=== WHAT YOU WILL DO ===
1. In the June 2006 reading list, which writer's essay supplies the quotation about the disadvantages of insider projects?
2. List every person named in the June 2006 reading list.

Start of GIVEN PASSAGE

Worth Reading for June 2006

6/30 Fruits of the Enlightenment: synthetic blood vessels and the use of stem cells to repair paralysis.

6/29 Cool photos of insects (and a frog) up close. Very close.

6/28 Why are so many great creators outside the margins? Another fine essay from Paul Graham. Key quotation on “the disadvantages of insider projects: the selection of the wrong kind of people, the excessive scope, the inability to take risks, the need to seem serious, the weight of expectations, the power of vested interests, the undiscerning audience, and perhaps most dangerous, the tendency of such work to become a duty rather than a pleasure.”

6/27 1942 and why Stefan Zweig still matters.

6/26 Wow: the relative sizes of Earth, the other planets, and several stars.

6/24 America’s “World Cup edge”? Margaret Soltan excerpts a David Brooks article on American and European universities. See also Soltan’s classic takedown of a cranky intellectual pretender.
Also: Andrea Dworkin versus the First Amendment—Alan Dershowitz updates and corrects the record.

6/23 When is the next flight to Moscow? Grant McCracken reflects on divergent reactions to outstanding beauty.

End of GIVEN PASSAGE
Start of INPUT DATA

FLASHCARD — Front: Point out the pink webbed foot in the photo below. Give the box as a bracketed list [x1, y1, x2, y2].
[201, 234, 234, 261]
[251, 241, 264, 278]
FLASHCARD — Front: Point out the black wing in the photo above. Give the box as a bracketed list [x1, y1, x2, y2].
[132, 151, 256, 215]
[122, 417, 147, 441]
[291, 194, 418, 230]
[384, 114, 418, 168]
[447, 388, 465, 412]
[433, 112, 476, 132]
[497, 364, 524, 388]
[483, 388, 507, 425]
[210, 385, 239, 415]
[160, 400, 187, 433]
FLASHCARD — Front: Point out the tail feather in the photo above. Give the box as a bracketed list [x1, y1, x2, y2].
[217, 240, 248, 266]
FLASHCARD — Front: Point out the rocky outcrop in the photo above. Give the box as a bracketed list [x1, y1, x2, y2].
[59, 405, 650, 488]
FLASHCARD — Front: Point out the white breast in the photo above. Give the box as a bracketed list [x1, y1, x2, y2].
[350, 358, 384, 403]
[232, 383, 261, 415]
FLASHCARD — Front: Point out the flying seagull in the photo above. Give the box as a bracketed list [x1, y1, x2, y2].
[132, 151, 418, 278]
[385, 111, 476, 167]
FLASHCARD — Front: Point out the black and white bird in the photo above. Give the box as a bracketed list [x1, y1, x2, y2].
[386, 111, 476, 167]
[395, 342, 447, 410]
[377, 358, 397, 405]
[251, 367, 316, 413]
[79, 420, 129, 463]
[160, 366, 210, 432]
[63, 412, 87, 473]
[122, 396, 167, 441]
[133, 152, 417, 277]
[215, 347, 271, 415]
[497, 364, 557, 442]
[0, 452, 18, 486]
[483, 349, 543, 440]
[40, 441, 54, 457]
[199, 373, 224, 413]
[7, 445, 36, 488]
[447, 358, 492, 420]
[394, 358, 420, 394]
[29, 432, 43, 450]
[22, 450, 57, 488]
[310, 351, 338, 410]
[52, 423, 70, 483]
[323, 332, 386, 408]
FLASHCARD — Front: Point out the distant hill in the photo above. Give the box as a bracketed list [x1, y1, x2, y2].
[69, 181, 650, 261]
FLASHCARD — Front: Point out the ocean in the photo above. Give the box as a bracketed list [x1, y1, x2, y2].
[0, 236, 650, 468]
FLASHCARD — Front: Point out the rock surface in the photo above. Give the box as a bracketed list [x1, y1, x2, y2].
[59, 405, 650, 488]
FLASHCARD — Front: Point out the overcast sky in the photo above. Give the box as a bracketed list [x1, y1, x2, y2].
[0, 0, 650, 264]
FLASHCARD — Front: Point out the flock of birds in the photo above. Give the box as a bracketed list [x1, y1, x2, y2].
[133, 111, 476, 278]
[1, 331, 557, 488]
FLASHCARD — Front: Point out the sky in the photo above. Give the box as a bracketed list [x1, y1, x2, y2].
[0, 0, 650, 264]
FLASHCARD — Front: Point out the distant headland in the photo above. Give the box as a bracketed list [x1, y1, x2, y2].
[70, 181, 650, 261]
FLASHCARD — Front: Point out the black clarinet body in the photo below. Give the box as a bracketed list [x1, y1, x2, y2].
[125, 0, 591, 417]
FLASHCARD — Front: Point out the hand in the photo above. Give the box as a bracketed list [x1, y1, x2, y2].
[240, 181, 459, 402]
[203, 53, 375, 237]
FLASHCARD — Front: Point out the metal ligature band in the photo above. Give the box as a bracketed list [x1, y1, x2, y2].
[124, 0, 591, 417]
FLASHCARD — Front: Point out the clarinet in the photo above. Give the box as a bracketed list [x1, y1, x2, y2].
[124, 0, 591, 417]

End of INPUT DATA

=== EXERCISE SOLUTIONS ===
1. Paul Graham

2. Paul Graham, Stefan Zweig, Margaret Soltan, David Brooks, Andrea Dworkin, Alan Dershowitz, Grant McCracken